Entries from an annotation dataset:
- - -
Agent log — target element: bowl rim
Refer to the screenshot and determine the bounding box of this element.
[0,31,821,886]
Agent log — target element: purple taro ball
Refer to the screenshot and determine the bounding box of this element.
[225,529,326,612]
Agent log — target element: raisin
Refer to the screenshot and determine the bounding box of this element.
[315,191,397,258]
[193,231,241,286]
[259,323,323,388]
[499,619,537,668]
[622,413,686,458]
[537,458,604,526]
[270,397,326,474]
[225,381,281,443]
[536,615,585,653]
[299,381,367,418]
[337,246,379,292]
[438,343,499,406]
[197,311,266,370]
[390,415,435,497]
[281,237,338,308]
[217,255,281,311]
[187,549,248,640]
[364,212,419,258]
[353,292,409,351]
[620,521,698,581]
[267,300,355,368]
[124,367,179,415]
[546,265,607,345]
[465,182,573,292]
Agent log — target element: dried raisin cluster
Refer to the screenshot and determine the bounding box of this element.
- - -
Exercise prompt: Update the data above by replacing each "Agent log" with "Annotation entry". Keep everything else unchanged.

The output:
Annotation entry — target element: bowl rim
Refer to the screenshot and determine the bounding box of this element.
[0,31,821,886]
Annotation entry — target element: purple taro ball
Refer to the screenshot and determine the bounding box of this element.
[225,529,326,612]
Annotation entry — target element: raisin
Refer to the screenshot and determine the bounding box of this element.
[315,191,397,258]
[193,231,241,286]
[259,323,323,388]
[499,619,537,668]
[622,413,686,458]
[537,458,604,526]
[270,397,326,474]
[225,381,281,443]
[536,615,585,653]
[299,381,367,418]
[337,246,379,292]
[438,343,499,406]
[197,311,266,370]
[390,415,435,497]
[281,237,338,308]
[217,255,281,311]
[187,549,248,640]
[364,212,419,258]
[353,292,409,351]
[620,521,698,581]
[267,300,355,368]
[124,367,179,415]
[546,265,607,345]
[465,182,573,292]
Annotation entry — target element: dried raisin cluster
Refer to the screenshot and determine the bounding box of this element.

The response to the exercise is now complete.